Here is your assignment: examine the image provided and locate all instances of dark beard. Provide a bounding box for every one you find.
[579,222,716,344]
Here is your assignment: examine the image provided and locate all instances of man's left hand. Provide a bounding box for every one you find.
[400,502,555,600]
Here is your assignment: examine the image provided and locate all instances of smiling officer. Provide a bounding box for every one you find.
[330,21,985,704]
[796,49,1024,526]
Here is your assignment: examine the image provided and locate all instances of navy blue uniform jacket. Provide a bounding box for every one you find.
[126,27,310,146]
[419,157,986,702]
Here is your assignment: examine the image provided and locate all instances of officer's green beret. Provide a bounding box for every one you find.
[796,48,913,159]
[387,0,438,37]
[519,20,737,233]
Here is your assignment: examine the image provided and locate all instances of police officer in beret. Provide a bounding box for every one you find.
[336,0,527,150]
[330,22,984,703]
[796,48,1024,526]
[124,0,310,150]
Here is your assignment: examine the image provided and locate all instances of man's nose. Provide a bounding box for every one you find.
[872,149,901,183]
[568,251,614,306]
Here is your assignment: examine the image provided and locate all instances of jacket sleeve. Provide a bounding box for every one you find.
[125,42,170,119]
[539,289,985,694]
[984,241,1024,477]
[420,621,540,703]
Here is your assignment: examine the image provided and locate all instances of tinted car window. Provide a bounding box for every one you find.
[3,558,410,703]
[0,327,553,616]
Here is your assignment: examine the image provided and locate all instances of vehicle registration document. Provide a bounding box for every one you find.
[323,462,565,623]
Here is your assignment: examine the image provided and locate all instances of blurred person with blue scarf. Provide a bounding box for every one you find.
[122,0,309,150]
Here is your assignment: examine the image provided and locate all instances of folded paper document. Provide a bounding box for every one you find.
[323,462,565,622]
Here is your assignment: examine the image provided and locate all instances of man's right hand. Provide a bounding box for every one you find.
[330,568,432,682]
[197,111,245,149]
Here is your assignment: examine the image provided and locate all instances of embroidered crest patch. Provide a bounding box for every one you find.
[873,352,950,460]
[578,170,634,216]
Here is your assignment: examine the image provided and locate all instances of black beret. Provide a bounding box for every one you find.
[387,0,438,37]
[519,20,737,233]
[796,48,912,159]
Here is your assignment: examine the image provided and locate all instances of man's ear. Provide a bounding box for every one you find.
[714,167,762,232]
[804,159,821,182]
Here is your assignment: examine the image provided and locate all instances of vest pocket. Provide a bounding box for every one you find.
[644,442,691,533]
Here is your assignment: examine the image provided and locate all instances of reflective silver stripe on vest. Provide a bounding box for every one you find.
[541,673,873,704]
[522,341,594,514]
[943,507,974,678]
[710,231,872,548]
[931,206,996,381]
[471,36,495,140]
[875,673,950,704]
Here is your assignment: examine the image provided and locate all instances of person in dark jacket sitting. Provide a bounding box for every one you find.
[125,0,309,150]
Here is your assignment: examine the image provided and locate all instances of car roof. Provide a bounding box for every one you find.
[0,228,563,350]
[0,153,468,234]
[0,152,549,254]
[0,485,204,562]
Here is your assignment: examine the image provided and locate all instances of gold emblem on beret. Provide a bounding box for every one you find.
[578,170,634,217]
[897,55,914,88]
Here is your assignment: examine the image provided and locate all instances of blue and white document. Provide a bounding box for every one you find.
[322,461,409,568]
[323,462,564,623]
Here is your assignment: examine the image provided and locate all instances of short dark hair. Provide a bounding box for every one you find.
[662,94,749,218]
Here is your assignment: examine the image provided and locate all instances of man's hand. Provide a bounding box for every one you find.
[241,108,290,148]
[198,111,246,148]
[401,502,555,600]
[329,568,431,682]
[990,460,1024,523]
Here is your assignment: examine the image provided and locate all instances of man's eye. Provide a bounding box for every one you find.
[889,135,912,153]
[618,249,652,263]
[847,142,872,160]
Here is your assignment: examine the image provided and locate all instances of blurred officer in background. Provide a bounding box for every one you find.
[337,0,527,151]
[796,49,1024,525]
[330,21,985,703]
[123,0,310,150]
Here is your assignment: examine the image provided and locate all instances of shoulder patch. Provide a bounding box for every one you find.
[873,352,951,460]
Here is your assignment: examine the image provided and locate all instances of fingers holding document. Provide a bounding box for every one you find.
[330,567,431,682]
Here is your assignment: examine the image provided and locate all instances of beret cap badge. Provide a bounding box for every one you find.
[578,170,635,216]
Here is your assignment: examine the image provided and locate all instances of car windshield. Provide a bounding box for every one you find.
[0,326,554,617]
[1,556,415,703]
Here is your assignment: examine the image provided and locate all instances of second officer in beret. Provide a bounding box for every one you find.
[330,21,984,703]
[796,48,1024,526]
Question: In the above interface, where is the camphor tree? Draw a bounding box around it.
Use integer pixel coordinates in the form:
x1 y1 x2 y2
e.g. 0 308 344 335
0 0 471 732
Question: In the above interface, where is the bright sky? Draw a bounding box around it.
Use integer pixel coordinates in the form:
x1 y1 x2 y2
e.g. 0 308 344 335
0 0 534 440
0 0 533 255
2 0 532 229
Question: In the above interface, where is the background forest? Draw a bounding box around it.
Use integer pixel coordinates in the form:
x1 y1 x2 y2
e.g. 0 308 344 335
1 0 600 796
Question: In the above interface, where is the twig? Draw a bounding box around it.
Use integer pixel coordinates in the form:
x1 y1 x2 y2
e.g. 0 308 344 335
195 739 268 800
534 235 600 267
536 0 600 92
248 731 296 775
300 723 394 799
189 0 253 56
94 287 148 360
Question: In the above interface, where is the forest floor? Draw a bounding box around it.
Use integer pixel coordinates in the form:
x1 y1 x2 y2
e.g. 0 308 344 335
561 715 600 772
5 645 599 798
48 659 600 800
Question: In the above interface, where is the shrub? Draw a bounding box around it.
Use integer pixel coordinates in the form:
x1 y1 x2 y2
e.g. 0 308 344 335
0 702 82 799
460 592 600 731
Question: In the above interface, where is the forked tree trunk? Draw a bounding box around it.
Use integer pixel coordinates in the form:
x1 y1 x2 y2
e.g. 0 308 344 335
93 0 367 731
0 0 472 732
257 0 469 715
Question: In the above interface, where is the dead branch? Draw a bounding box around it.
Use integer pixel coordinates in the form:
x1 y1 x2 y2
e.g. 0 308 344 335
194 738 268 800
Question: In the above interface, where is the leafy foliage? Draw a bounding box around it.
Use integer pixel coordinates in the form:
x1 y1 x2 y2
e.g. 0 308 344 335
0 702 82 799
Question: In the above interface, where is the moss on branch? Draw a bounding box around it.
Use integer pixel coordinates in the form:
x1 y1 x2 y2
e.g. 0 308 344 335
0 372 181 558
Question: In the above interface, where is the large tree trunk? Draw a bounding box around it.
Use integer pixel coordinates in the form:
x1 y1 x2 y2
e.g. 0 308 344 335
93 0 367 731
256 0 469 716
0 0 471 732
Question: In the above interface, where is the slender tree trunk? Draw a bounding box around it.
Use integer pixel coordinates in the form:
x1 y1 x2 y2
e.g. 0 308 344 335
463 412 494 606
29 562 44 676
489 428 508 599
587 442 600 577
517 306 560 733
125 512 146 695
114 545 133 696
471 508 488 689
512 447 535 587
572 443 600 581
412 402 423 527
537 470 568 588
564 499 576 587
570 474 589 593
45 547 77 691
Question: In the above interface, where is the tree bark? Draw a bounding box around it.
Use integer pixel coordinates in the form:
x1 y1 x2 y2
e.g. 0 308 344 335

----

## [Requirement]
Using the records above, list each line that includes "forest".

## [Solution for this task]
Question: In the above interface, where is the background forest? Draw a bounding box around it.
Question: In the above interface, where is the forest floor? Draw a bounding box around it.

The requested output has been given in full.